(Region pointing data)
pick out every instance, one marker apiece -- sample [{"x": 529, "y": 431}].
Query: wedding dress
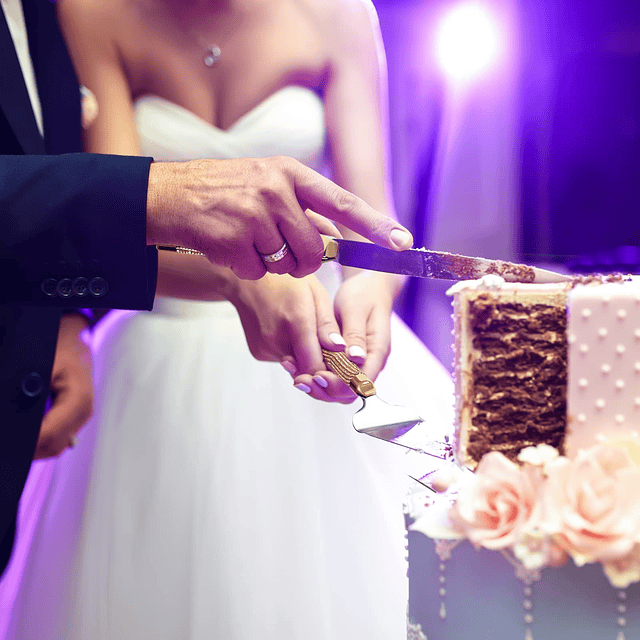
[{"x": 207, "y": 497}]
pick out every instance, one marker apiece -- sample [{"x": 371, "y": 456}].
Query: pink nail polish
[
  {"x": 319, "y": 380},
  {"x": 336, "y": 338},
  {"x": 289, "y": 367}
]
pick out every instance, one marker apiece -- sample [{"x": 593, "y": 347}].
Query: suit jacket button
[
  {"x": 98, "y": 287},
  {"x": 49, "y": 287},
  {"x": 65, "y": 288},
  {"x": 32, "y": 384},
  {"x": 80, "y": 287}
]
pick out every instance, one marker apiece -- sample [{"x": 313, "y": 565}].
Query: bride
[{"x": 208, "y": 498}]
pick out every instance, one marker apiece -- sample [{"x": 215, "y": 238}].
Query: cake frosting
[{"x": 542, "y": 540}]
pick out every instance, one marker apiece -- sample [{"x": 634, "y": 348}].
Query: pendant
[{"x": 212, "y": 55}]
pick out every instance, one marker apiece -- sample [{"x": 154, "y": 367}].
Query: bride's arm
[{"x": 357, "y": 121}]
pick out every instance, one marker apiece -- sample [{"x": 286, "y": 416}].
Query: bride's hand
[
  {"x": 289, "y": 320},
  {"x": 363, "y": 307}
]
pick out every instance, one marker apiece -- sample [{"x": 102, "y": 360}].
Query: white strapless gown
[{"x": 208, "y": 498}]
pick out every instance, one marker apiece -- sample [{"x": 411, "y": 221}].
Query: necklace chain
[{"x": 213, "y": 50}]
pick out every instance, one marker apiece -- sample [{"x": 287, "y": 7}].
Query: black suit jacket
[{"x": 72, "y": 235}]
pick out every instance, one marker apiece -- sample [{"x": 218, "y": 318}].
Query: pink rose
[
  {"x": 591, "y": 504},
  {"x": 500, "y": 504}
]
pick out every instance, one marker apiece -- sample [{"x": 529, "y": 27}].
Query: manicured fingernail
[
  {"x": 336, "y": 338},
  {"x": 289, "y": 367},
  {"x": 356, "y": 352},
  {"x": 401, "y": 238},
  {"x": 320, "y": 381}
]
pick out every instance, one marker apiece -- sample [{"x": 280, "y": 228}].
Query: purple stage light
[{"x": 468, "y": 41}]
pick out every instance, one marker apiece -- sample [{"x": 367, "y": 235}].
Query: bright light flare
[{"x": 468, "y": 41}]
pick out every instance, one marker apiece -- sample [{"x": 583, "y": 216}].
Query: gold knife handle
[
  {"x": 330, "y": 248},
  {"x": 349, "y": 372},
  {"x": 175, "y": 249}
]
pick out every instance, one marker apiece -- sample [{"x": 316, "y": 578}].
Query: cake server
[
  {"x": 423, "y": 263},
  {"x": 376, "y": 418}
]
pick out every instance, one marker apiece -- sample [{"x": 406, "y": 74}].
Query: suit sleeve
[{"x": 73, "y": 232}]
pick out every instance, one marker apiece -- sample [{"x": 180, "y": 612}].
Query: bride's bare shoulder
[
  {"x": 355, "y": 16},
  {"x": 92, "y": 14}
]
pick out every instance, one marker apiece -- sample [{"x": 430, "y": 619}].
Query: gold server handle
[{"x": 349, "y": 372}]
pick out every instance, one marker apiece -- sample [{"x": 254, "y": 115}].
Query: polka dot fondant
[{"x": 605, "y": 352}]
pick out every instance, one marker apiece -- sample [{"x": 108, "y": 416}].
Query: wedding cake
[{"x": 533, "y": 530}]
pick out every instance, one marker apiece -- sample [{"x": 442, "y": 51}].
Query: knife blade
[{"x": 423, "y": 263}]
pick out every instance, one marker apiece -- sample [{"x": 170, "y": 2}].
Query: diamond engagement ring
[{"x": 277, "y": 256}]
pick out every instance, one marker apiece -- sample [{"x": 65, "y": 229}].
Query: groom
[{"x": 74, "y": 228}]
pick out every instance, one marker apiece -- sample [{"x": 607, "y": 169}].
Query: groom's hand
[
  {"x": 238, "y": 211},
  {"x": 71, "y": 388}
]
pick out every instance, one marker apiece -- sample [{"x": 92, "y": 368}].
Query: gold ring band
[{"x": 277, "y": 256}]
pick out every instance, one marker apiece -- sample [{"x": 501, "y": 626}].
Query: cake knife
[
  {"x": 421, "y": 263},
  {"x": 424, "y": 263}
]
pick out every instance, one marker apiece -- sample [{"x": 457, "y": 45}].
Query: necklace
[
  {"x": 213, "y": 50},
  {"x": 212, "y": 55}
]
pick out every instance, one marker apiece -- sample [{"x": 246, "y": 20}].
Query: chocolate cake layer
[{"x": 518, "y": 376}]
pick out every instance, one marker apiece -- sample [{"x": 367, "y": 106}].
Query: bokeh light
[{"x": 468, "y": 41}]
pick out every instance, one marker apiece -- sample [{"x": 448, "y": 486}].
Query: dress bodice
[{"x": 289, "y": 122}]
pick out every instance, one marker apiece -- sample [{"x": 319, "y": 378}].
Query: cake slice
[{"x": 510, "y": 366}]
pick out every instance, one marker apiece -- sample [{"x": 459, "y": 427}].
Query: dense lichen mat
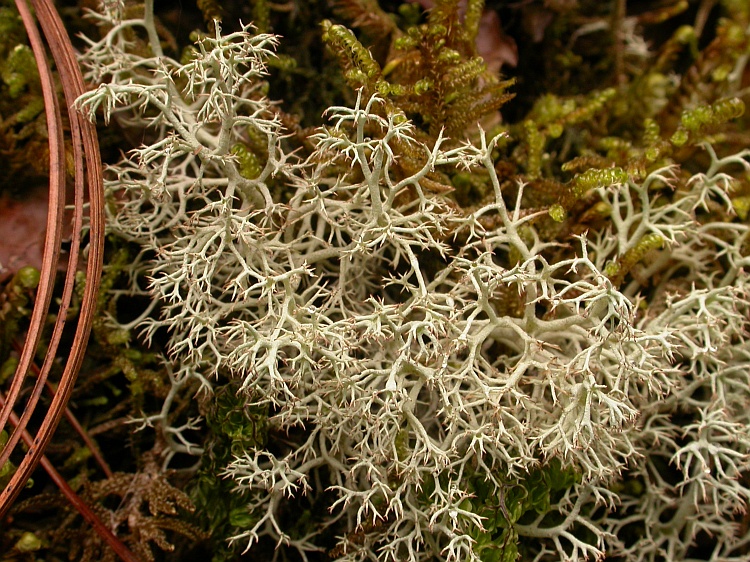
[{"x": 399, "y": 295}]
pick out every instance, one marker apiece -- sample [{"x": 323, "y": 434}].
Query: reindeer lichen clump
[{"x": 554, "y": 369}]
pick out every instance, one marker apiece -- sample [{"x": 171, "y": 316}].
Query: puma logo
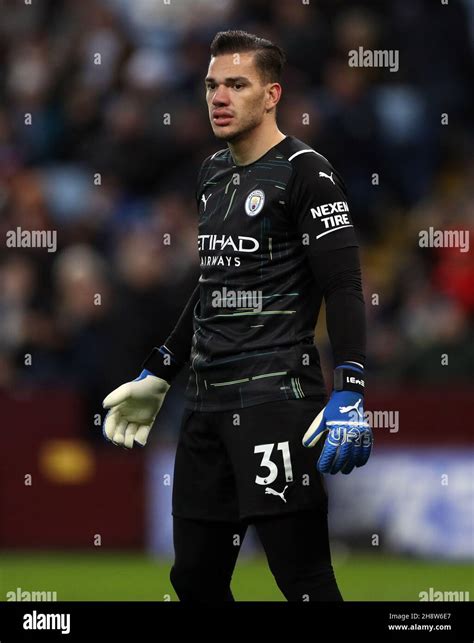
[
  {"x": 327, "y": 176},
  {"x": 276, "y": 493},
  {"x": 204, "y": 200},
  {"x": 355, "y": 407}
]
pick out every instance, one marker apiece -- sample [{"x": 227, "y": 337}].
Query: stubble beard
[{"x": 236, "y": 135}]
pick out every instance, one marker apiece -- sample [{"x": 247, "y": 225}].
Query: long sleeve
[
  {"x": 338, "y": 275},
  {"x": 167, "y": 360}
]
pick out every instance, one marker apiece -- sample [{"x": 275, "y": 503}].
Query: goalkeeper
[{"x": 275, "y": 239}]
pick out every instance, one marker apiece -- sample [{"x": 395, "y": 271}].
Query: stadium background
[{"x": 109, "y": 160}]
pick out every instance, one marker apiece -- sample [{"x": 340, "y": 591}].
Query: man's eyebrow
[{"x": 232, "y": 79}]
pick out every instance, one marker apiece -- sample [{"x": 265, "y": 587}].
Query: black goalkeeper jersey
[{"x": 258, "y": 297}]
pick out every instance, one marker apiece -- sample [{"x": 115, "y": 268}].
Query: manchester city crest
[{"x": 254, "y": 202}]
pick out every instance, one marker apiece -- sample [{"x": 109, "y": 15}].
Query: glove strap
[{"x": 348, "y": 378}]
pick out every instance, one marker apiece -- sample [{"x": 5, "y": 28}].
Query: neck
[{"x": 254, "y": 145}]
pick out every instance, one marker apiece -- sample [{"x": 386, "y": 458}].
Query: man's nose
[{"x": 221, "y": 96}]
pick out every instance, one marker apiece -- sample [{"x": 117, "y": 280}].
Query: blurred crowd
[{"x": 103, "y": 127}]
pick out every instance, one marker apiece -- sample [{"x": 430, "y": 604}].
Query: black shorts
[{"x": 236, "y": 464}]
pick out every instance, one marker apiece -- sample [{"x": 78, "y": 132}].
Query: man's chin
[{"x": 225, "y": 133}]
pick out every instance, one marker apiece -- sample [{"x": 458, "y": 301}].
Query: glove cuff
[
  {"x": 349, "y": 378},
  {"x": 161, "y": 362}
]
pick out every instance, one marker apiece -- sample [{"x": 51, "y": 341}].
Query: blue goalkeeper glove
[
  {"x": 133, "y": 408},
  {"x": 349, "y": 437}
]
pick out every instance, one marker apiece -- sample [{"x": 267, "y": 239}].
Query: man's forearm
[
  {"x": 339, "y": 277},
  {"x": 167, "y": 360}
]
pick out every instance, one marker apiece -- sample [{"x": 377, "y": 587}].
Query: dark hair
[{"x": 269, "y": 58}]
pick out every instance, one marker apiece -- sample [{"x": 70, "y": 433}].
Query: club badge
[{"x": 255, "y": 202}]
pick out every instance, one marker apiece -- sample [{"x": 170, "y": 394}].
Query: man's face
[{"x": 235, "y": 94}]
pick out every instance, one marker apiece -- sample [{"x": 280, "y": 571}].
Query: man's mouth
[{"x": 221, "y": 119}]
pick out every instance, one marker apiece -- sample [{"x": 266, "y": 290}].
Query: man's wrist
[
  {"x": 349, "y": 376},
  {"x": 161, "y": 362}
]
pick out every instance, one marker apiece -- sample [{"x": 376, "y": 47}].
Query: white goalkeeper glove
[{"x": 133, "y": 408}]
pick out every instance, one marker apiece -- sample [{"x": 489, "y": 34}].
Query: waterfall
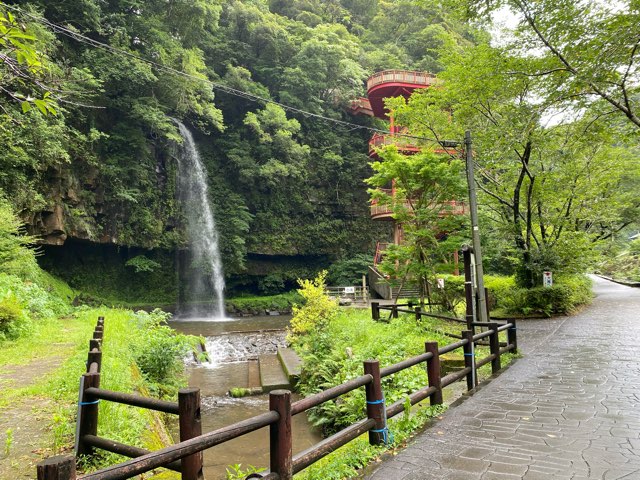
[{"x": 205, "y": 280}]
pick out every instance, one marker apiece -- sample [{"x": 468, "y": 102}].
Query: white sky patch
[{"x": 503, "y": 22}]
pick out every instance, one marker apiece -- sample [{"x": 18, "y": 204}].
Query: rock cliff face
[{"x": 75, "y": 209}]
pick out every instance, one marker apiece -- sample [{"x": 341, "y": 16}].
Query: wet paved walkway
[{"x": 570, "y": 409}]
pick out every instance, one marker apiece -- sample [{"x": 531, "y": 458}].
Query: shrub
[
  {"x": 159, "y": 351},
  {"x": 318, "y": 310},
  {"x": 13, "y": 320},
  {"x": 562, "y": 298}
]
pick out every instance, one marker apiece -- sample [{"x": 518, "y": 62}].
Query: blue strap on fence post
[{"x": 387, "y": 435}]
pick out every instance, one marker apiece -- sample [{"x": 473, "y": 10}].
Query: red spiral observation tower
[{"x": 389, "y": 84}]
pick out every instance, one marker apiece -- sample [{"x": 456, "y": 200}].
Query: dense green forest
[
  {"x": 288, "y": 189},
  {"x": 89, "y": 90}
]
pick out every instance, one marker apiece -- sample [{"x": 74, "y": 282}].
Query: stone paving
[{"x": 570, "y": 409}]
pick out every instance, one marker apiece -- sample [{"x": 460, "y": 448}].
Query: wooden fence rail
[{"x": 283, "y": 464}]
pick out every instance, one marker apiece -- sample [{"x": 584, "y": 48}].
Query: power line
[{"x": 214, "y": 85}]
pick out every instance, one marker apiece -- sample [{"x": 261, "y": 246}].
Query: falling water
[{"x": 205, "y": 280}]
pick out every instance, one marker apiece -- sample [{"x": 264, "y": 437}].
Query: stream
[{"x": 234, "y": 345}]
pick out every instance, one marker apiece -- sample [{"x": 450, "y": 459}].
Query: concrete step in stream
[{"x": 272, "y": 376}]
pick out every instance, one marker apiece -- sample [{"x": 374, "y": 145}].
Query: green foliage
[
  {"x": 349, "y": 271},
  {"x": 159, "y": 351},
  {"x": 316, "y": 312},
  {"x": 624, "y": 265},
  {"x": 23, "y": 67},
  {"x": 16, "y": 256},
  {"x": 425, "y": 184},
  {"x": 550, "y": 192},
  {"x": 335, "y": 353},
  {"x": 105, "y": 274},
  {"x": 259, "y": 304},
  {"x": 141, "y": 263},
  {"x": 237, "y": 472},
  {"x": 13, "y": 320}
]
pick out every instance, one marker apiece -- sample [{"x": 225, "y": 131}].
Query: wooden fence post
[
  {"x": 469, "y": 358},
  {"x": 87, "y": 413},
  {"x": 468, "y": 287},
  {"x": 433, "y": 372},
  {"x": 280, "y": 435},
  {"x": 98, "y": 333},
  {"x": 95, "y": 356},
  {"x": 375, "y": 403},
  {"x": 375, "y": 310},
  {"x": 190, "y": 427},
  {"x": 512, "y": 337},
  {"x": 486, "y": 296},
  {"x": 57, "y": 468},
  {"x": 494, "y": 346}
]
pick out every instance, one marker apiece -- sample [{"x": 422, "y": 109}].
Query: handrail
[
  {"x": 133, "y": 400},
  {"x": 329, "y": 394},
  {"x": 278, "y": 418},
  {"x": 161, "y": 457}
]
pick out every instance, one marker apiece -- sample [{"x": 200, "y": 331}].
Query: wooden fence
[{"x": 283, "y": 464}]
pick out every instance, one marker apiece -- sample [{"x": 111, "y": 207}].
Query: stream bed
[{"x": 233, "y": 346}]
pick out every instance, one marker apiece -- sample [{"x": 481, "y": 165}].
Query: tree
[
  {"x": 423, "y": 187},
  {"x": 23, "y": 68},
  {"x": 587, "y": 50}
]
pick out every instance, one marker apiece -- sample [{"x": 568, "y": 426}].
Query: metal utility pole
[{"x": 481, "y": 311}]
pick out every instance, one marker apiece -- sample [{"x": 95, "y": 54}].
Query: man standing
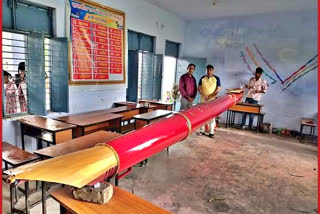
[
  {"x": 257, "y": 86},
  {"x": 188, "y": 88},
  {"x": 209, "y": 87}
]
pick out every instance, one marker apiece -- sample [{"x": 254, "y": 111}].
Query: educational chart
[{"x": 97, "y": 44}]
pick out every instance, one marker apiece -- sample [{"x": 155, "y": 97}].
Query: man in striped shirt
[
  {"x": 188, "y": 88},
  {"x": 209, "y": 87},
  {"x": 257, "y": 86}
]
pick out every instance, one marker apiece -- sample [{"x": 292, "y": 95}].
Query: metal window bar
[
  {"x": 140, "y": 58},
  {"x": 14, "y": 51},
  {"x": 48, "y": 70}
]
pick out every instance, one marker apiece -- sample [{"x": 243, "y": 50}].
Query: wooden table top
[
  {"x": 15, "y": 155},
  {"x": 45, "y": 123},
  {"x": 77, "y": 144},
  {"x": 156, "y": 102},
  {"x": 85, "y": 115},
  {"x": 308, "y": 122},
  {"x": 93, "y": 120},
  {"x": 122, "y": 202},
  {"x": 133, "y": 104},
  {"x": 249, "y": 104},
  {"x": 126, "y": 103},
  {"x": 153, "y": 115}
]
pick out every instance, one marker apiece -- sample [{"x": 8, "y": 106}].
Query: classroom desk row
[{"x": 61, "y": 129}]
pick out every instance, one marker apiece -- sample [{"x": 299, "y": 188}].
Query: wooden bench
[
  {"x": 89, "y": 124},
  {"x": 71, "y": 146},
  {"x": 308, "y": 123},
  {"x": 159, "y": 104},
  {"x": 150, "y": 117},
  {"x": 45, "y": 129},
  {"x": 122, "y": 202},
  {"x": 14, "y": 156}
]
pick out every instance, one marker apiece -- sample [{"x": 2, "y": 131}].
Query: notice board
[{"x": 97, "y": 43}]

_What you need to do_
Set down exactly, and only, the lines from the one with "Query: classroom desk row" to the final line of the data.

_Result for this task_
Query: classroom desk row
[{"x": 61, "y": 129}]
pick out every instance, one marker apiece -- sample [{"x": 299, "y": 188}].
Query: wooden bench
[
  {"x": 89, "y": 124},
  {"x": 71, "y": 146},
  {"x": 308, "y": 123},
  {"x": 159, "y": 104},
  {"x": 150, "y": 117},
  {"x": 45, "y": 129},
  {"x": 122, "y": 202},
  {"x": 14, "y": 156}
]
pick out every instance, one marker apiece -- sample [{"x": 2, "y": 131}].
Query: notice board
[{"x": 97, "y": 43}]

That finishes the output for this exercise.